■ LIST OF TASKS
• 1. Which people does the mailing-list thread on multiprocessor usage name as writers of its messages?
• 2. In the mailing-list thread on multiprocessor usage, what scheduler does Steve Kargl ask whether the other poster is using?
Begin DOCUMENT TEXT
Re: Improved multiprocessor usage on amd64

From: Dan Nelson <dnelson_at_allantgroup.com>
Date: Mon, 15 Sep 2008 23:11:43 -0500
In the last episode (Sep 15), Stephen Montgomery-Smith said:
> Stephen Montgomery-Smith wrote:
> > Steve Kargl wrote:
> >> On Mon, Sep 15, 2008 at 07:36:04PM -0500, Stephen Montgomery-Smith wrote:
> >>> ... and each thread is a loop of the form
> >>>
> >>> while (1) {
> >>>   wait until told to start;
> >>>   do massive amounts of floating point arithmetic (only additions and
> >>> multiplications) on large arrays;
> >>>   tell the master process that you are done;
> >>> }
> >>>
> >>>> Do you have about as many threads as processor or more?
> >>> Both ways.  The time difference between the two approaches is 
> >>> negligible.
> >>>
> >>
> >> Are you using ULE?  With my MPI applications, if the number of
> >> launched processes exceeds the number of cpus by 1, ULE falls
> >> through the floor.  I have a nagging feeling that there is a problem 
> >> with cpu affinity.
End DOCUMENT TEXT
Begin RECORDS PROVIDED
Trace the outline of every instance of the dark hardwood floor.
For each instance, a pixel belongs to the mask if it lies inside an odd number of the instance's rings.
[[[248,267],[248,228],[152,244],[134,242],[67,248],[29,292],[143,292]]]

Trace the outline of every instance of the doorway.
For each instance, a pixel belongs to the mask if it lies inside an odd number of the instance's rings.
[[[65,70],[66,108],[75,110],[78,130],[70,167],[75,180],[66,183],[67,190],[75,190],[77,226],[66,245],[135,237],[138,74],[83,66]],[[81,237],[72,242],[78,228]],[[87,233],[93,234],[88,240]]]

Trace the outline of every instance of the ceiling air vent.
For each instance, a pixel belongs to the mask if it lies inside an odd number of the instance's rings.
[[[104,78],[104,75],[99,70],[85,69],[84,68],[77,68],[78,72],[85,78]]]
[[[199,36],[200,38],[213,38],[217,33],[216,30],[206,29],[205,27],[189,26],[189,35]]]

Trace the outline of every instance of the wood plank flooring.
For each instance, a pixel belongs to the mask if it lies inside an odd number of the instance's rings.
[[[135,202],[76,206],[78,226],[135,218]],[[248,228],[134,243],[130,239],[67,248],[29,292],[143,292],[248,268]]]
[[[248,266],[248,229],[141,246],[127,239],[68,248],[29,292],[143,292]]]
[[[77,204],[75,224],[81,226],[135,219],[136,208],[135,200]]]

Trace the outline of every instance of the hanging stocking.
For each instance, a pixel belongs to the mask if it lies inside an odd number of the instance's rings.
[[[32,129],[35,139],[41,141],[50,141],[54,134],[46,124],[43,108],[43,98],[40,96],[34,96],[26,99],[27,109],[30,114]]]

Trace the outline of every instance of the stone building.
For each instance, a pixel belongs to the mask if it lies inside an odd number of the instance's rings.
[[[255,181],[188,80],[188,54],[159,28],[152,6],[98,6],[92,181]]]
End RECORDS PROVIDED
■ SOLUTION SET
• 1. Dan Nelson, Stephen Montgomery-Smith, Steve Kargl

• 2. ULE